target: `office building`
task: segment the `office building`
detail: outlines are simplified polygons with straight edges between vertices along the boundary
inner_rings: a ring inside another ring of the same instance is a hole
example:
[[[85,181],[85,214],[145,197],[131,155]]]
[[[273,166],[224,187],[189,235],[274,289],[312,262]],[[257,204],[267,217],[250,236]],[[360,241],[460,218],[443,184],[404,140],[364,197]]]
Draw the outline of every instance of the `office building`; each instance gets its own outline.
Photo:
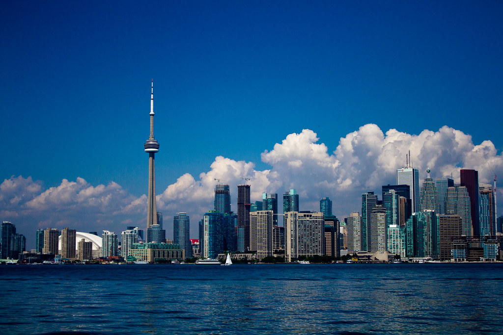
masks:
[[[278,193],[262,193],[262,210],[272,210],[273,226],[278,226]]]
[[[229,209],[230,209],[230,206]],[[190,218],[189,215],[185,212],[177,213],[173,217],[173,243],[179,245],[180,249],[185,250],[187,258],[192,257],[192,244],[190,242]]]
[[[321,198],[319,200],[319,211],[325,216],[332,215],[332,200],[328,197]]]
[[[439,215],[439,227],[440,260],[449,260],[452,258],[452,239],[461,235],[461,217],[455,214],[441,214]]]
[[[133,243],[138,243],[140,239],[138,227],[128,227],[121,233],[121,256],[125,260],[129,255],[129,250]]]
[[[353,212],[346,218],[348,230],[348,254],[353,255],[360,251],[366,251],[362,248],[362,227],[363,219],[358,212]]]
[[[423,187],[421,188],[420,192],[420,207],[421,210],[425,209],[435,210],[438,214],[440,211],[439,207],[438,191],[435,183],[433,181],[433,178],[430,176],[430,169],[427,170],[426,172],[428,175],[423,183]]]
[[[153,226],[158,226],[154,225]],[[119,256],[119,239],[113,232],[103,231],[102,238],[102,255],[103,257]]]
[[[215,210],[221,213],[230,212],[230,189],[225,184],[215,186]]]
[[[461,234],[471,236],[471,210],[470,196],[466,186],[448,187],[445,195],[445,213],[457,214],[461,217]]]
[[[155,206],[155,168],[154,156],[159,151],[159,143],[154,138],[154,82],[152,80],[150,93],[150,133],[145,142],[145,152],[148,154],[148,193],[147,195],[147,229],[156,224],[157,207]],[[147,233],[148,234],[148,233]],[[148,242],[148,237],[147,237]],[[104,256],[105,256],[104,255]],[[115,255],[114,255],[115,256]]]
[[[454,187],[454,181],[452,178],[447,176],[437,178],[437,199],[439,202],[439,211],[440,214],[445,214],[445,197],[448,187]]]
[[[240,252],[247,251],[250,247],[250,185],[238,185],[237,251]]]
[[[495,235],[496,220],[494,215],[494,193],[489,184],[480,184],[480,236]]]
[[[81,239],[77,243],[77,258],[79,261],[93,259],[93,242]]]
[[[397,185],[408,185],[409,187],[409,199],[412,212],[420,209],[419,171],[413,167],[405,167],[396,170]]]
[[[257,251],[259,261],[273,255],[273,211],[250,213],[250,251]]]
[[[36,236],[35,237],[35,250],[37,253],[42,253],[44,249],[44,230],[39,229],[37,230]]]
[[[285,213],[285,261],[299,256],[323,256],[325,251],[323,213]]]
[[[44,231],[44,248],[42,251],[44,254],[52,254],[54,256],[59,254],[58,240],[59,231],[55,228],[47,228]]]
[[[472,232],[474,236],[480,235],[480,204],[479,203],[478,171],[463,169],[459,171],[461,185],[466,186],[470,197],[470,213]]]
[[[61,257],[66,259],[76,259],[76,244],[77,231],[69,227],[61,230]]]
[[[370,227],[370,213],[377,203],[377,196],[373,192],[367,192],[362,194],[362,229],[361,248],[362,251],[369,249],[369,228]]]

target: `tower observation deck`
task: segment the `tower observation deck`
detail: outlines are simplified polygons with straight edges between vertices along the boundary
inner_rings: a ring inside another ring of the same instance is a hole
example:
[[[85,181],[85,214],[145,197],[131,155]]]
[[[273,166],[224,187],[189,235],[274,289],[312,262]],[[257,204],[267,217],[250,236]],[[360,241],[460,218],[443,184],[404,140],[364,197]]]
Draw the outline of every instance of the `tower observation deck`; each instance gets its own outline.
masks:
[[[155,168],[154,156],[159,151],[159,143],[154,138],[154,81],[152,80],[150,93],[150,134],[145,142],[145,152],[148,153],[148,193],[147,211],[147,229],[157,224],[157,209],[155,206]]]

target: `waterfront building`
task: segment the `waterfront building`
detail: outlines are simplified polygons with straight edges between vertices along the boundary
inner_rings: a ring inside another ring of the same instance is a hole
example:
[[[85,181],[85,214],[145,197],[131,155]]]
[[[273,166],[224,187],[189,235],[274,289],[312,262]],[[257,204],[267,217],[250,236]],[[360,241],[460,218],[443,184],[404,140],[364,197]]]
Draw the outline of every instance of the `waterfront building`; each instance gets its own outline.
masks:
[[[93,258],[93,242],[86,242],[84,239],[78,241],[77,247],[77,258],[79,261]]]
[[[480,184],[480,236],[495,235],[494,193],[489,184]]]
[[[157,226],[154,225],[154,226]],[[117,235],[113,232],[103,231],[102,238],[102,255],[103,257],[119,256]]]
[[[239,252],[249,249],[250,205],[250,185],[238,185],[237,251]]]
[[[285,213],[285,261],[299,256],[323,256],[324,220],[323,213],[287,212]]]
[[[370,214],[372,208],[377,203],[377,196],[373,192],[367,192],[362,194],[362,229],[361,248],[362,251],[367,251],[369,248]]]
[[[262,210],[273,211],[273,226],[278,226],[278,193],[262,193]],[[258,209],[261,210],[261,209]]]
[[[59,254],[59,231],[55,228],[47,228],[44,231],[44,254],[52,254],[54,256]]]
[[[401,258],[406,256],[405,228],[399,225],[391,225],[388,228],[388,251]]]
[[[325,224],[325,255],[336,257],[341,257],[341,242],[339,232],[341,222],[337,217],[332,214],[323,214]],[[327,226],[333,229],[327,229]],[[327,244],[329,243],[330,245]]]
[[[159,143],[154,138],[154,81],[152,80],[150,93],[150,133],[148,139],[143,145],[145,152],[148,154],[148,193],[147,198],[147,229],[156,224],[157,207],[155,205],[155,168],[154,155],[159,151]],[[148,235],[148,230],[147,230]],[[147,242],[148,242],[148,236]],[[105,251],[104,250],[104,253]],[[105,255],[104,254],[104,256]],[[114,255],[115,256],[115,255]]]
[[[480,204],[479,203],[478,171],[463,169],[459,171],[461,185],[466,186],[470,197],[470,213],[471,217],[472,235],[480,235]]]
[[[441,214],[439,215],[439,235],[440,260],[452,258],[453,238],[461,236],[461,217],[456,214]]]
[[[397,185],[408,185],[410,188],[409,199],[412,212],[418,211],[420,209],[419,200],[419,171],[417,169],[407,166],[396,170],[396,184]]]
[[[319,211],[325,216],[332,215],[332,200],[328,197],[321,198],[319,200]]]
[[[362,216],[358,212],[353,212],[346,219],[348,254],[353,255],[360,251],[366,251],[362,248]]]
[[[42,253],[44,249],[44,230],[40,228],[37,230],[35,237],[35,250],[37,253]]]
[[[445,214],[445,197],[448,187],[454,187],[454,181],[449,176],[437,178],[437,199],[439,202],[439,210],[440,214]]]
[[[215,186],[215,210],[220,213],[230,212],[230,189],[227,184]]]
[[[138,227],[128,227],[121,233],[121,256],[126,259],[129,255],[129,250],[133,243],[138,243],[139,239]],[[132,228],[132,229],[129,229]]]
[[[273,226],[273,250],[285,250],[285,227]]]
[[[448,187],[445,195],[445,213],[457,214],[461,217],[461,234],[471,236],[471,210],[470,196],[466,186]]]
[[[76,258],[75,249],[77,231],[69,227],[61,230],[61,257],[66,259]]]
[[[136,261],[149,263],[186,258],[185,251],[174,243],[133,243],[129,250],[129,256]]]
[[[423,183],[423,187],[421,188],[420,196],[421,210],[430,209],[435,210],[438,213],[440,212],[438,191],[433,181],[433,178],[430,176],[430,170],[428,169],[426,172],[428,175]]]
[[[367,227],[367,251],[386,251],[387,230],[386,211],[382,203],[374,205],[370,213],[370,225]]]
[[[257,251],[257,259],[273,255],[273,211],[250,213],[250,251]]]
[[[229,207],[229,209],[230,209]],[[190,242],[190,218],[187,213],[177,213],[173,217],[173,243],[178,244],[185,252],[186,257],[192,257]]]

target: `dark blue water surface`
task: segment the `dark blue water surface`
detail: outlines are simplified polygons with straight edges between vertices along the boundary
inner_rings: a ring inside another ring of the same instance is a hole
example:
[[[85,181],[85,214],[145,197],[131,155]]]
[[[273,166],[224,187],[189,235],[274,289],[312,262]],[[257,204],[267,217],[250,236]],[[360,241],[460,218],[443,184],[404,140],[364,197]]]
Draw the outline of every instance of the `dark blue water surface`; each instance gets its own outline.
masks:
[[[1,265],[0,335],[503,331],[503,264]]]

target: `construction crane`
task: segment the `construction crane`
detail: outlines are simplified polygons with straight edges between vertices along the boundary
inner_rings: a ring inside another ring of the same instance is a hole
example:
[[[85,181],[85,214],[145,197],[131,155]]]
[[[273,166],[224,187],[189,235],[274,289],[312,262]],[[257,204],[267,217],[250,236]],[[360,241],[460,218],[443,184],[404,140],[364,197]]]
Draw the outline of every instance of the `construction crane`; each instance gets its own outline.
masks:
[[[249,177],[241,177],[241,176],[240,176],[239,178],[240,178],[241,179],[243,179],[244,180],[244,184],[245,185],[246,184],[246,182],[248,180],[250,180],[252,179],[252,178],[249,178]]]

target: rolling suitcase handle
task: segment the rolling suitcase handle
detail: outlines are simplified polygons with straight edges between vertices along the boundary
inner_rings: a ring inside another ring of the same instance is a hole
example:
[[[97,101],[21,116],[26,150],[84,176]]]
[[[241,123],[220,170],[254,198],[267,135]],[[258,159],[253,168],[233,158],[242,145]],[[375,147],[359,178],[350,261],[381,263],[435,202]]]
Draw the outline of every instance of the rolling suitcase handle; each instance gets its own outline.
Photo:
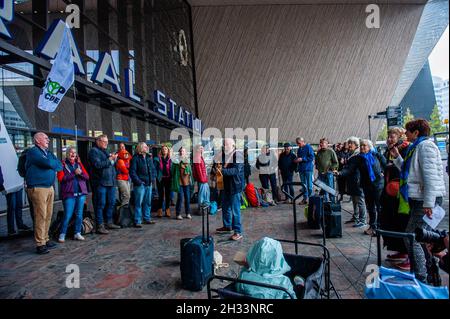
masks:
[[[200,212],[202,213],[202,237],[204,243],[209,243],[209,211],[211,206],[202,203],[200,205]],[[205,214],[206,214],[206,237],[205,237]]]
[[[414,264],[415,264],[415,257],[414,257],[414,240],[416,239],[416,234],[414,233],[399,233],[399,232],[392,232],[392,231],[386,231],[377,229],[375,230],[377,234],[377,265],[378,267],[381,266],[381,236],[386,237],[392,237],[392,238],[407,238],[409,239],[409,251],[411,255],[409,255],[409,262],[410,262],[410,272],[412,274],[415,273]]]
=======
### EXERCISE DESCRIPTION
Return the lines from the start of the records through the line containing "[[[278,193],[262,193],[262,210],[272,210],[273,226],[278,226]]]", both ends included, reproducing each one unchanged. Omit the pictures from your answer.

### TASK SOLUTION
target: `office building`
task: segment the `office building`
detail: outlines are simplified polygons with straight edges between vertices along the boundary
inner_rings: a ring inside another ring of the same instance is a hole
example:
[[[85,181],[85,214],[145,197],[131,155]]]
[[[273,166],[224,187],[189,235],[274,289],[312,262]],[[257,204],[267,217],[250,236]],[[360,241],[460,218],[443,184],[404,140],[364,197]]]
Draw the outline of every instance of the `office building`; each instance gets its own outline.
Photo:
masks:
[[[278,193],[262,193],[262,210],[272,210],[273,226],[278,226]]]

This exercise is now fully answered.